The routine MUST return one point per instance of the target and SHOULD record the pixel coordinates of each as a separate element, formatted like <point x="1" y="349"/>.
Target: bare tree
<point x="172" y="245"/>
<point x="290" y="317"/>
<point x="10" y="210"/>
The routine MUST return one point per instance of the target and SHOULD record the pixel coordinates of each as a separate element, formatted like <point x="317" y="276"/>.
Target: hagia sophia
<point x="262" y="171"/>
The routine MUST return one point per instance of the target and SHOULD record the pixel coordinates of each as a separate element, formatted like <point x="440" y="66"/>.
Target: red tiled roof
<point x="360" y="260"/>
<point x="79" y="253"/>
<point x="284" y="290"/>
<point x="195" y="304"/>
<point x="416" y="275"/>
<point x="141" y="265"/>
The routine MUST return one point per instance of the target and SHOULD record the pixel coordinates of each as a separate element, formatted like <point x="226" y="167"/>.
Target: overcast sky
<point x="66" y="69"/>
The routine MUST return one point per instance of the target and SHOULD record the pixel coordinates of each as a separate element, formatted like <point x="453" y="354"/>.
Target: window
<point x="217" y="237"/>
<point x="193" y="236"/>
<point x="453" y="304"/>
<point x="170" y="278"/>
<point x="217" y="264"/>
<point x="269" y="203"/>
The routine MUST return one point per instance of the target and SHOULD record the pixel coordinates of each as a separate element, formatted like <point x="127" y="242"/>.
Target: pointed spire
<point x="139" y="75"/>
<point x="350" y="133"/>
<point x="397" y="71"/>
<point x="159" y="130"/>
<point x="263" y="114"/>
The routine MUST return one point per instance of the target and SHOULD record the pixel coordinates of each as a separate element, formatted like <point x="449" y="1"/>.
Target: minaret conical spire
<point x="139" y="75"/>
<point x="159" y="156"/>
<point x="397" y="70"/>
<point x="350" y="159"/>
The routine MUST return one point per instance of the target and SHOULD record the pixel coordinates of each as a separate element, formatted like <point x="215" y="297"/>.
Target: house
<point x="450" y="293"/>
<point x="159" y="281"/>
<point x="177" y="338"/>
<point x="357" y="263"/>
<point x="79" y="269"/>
□ □ □ □ □ □ □
■ **WHAT THE TASK ASKS**
Please output the entries above, every line exactly as it reads.

■ **EXERCISE OUTPUT**
The routine MUST return one point per instance of the target and SHOULD record the pixel coordinates of each as a separate element, formatted like <point x="1" y="349"/>.
Target: bare tree
<point x="172" y="245"/>
<point x="290" y="317"/>
<point x="10" y="210"/>
The routine MUST return one point per instance of the target and SHOULD record the pixel coordinates of each as a separate element, formatted like <point x="317" y="276"/>.
Target: hagia sophia
<point x="262" y="171"/>
The routine MUST return one point per instance of the target and SHOULD record the pixel coordinates of each as a separate element, formatted like <point x="440" y="66"/>.
Target: red tiled roof
<point x="360" y="260"/>
<point x="79" y="253"/>
<point x="284" y="290"/>
<point x="195" y="304"/>
<point x="416" y="275"/>
<point x="141" y="265"/>
The routine MUST return one point per instance of the target and SHOULD record the pixel coordinates of each as a separate element, formatted like <point x="226" y="167"/>.
Target: overcast sky
<point x="66" y="69"/>
The routine MUST return one point per instance of the target and SHOULD record the pixel coordinates of each as a separate element, formatted like <point x="453" y="354"/>.
Target: window
<point x="217" y="237"/>
<point x="193" y="236"/>
<point x="453" y="304"/>
<point x="170" y="278"/>
<point x="217" y="264"/>
<point x="269" y="203"/>
The routine MUST return one point per instance of the target and SHOULD record the pixel coordinates of each as a separate element, formatted like <point x="127" y="242"/>.
Target: pointed spire
<point x="139" y="75"/>
<point x="350" y="133"/>
<point x="397" y="71"/>
<point x="159" y="130"/>
<point x="263" y="114"/>
The routine MUST return one point per instance of the target and SHOULD record the pixel coordinates of each as a separate element, formatted like <point x="449" y="1"/>.
Target: minaret conical spire
<point x="139" y="75"/>
<point x="159" y="156"/>
<point x="397" y="70"/>
<point x="350" y="159"/>
The routine MUST return one point per instance of the target and SHOULD record the pixel coordinates of each as a separate element, formatted like <point x="215" y="297"/>.
Target: house
<point x="450" y="293"/>
<point x="159" y="281"/>
<point x="177" y="338"/>
<point x="357" y="263"/>
<point x="79" y="269"/>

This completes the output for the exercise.